Extracted information —
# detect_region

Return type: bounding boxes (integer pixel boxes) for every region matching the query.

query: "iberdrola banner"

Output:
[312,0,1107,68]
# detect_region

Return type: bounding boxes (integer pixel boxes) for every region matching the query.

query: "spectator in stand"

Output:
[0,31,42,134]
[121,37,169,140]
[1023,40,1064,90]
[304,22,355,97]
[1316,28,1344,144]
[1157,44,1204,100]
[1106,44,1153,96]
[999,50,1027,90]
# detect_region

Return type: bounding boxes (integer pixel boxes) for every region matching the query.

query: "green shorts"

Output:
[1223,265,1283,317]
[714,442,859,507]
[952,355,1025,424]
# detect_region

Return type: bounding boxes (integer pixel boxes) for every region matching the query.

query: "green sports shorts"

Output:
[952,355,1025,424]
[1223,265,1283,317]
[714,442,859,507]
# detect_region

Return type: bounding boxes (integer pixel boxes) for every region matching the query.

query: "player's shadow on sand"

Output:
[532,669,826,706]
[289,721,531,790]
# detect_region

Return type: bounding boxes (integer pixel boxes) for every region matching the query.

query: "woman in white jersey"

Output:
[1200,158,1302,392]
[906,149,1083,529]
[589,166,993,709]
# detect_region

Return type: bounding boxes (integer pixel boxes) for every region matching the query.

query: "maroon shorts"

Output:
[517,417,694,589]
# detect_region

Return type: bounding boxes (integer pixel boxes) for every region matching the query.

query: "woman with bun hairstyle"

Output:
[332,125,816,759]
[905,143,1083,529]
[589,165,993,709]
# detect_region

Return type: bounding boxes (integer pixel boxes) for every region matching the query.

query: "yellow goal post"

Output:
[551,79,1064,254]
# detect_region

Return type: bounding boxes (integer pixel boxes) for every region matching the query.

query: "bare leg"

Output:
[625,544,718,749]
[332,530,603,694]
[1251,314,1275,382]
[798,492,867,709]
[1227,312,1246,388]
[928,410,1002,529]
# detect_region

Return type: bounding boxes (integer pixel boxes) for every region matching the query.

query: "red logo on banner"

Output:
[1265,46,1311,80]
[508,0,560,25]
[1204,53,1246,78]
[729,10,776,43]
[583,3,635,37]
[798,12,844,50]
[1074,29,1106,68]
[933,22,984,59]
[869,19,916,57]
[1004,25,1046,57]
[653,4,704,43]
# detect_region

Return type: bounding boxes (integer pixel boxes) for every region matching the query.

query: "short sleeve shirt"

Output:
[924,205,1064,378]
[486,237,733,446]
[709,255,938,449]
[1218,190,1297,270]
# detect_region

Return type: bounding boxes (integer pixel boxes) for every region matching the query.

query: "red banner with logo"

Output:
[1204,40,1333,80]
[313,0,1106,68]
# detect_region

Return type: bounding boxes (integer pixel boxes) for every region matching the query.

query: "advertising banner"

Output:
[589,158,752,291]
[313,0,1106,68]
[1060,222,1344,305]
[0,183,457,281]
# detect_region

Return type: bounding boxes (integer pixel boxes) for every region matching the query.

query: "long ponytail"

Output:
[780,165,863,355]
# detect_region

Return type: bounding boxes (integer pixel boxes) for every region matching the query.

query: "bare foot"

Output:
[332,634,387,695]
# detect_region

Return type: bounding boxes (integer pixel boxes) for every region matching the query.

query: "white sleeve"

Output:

Direction —
Reproduce all of the material above verbatim, line for line.

Final answer —
# detect_region

Return type: bounding boxes (integer pixel boxes) for every region matching the query.

query: "iberdrola banner"

Output:
[312,0,1107,68]
# detect_region

Return type: bounding boxes (integer pixel boxes) for every region matching the query.

query: "spectator in stand"

Output:
[0,31,42,134]
[121,37,169,140]
[1023,40,1064,90]
[304,22,355,97]
[1316,28,1344,144]
[1157,44,1204,100]
[1106,44,1153,96]
[999,50,1027,90]
# detect_region

Return type: bounding boxes (integer pixel boxes) for every region matching the query.

query: "green shorts"

Output:
[1223,265,1283,317]
[714,442,859,507]
[952,355,1025,424]
# detect_region

Return type: bounding boxes (integer pixel boxes) for every region matching the query.

query: "green sports shorts"

Output:
[952,355,1025,424]
[1223,265,1283,317]
[714,442,859,507]
# detect_region

Return type: bounding boxes (integer pixel boxes) for every region matching the query.

query: "player's shadow on sand"

Output:
[532,669,826,706]
[289,721,531,790]
# detect_region

Return type: bounding boxes (integer pixel boxes) for every region matching the query.

query: "woman in white jersey"

Output:
[1200,158,1302,392]
[906,149,1083,529]
[589,166,993,709]
# detect_region

Return type: bounding boxes (integer pixel boxes) for every region matching the query.

query: "maroon shorts"

Output:
[517,417,694,589]
# detect_region

Return type: bounding boxes (integer pixel boxes) for every region matching the query.

query: "woman with bun hairstyle"

Output:
[332,125,816,759]
[905,143,1083,529]
[589,165,993,709]
# detect_region

Return type: bounding boxes (integer pixel boxes) for every region matching the query.

query: "yellow goal post"

Output:
[551,79,1064,254]
# detect_region

Return type: bounding boxes (integer pixel boxes) for every region matching the query.

query: "bare leg"

Output:
[625,544,718,749]
[332,530,603,694]
[1251,314,1275,382]
[798,492,867,709]
[1227,312,1246,388]
[928,410,1002,529]
# detect_region

Return type: bounding boxes (integer pixel boxes) for every region matching the query.

query: "red logo on banner"

Output:
[1265,46,1311,80]
[508,0,560,25]
[1204,53,1246,78]
[729,10,776,43]
[583,3,635,37]
[798,12,844,50]
[1074,29,1106,68]
[933,22,984,59]
[869,19,916,57]
[1004,25,1046,57]
[653,4,704,43]
# detect_region

Return type: bounding boxes (integer pixel boxes) for every region matching the query.

query: "short sleeve shirt"

Output:
[924,205,1064,378]
[486,237,733,446]
[709,255,938,449]
[1218,190,1297,270]
# detect_region

Return type: bounding boxes (integer pixel boxes) for every region matching the query.

query: "red banner with logo"

Output:
[1204,40,1333,80]
[313,0,1106,68]
# detect_region

Return type: bounding boxes (integer pixel boxes) for every region matching the query.

query: "advertising banner"

Output:
[589,158,752,291]
[313,0,1106,68]
[1060,222,1344,305]
[0,183,457,281]
# detect_region

Return type: bounding boxes (integer pixel boxes) for every region matching the query.

query: "long ponytail"

Output:
[780,165,863,355]
# detect_region

Return type: bounding boxes (integer pixel boxes) for every region matching the query.

query: "bare foot"

Output:
[332,634,387,695]
# detect_region

Return type: bounding boxes (integer pixel boxes) for every region matching the query.

query: "white sleeve"

Output:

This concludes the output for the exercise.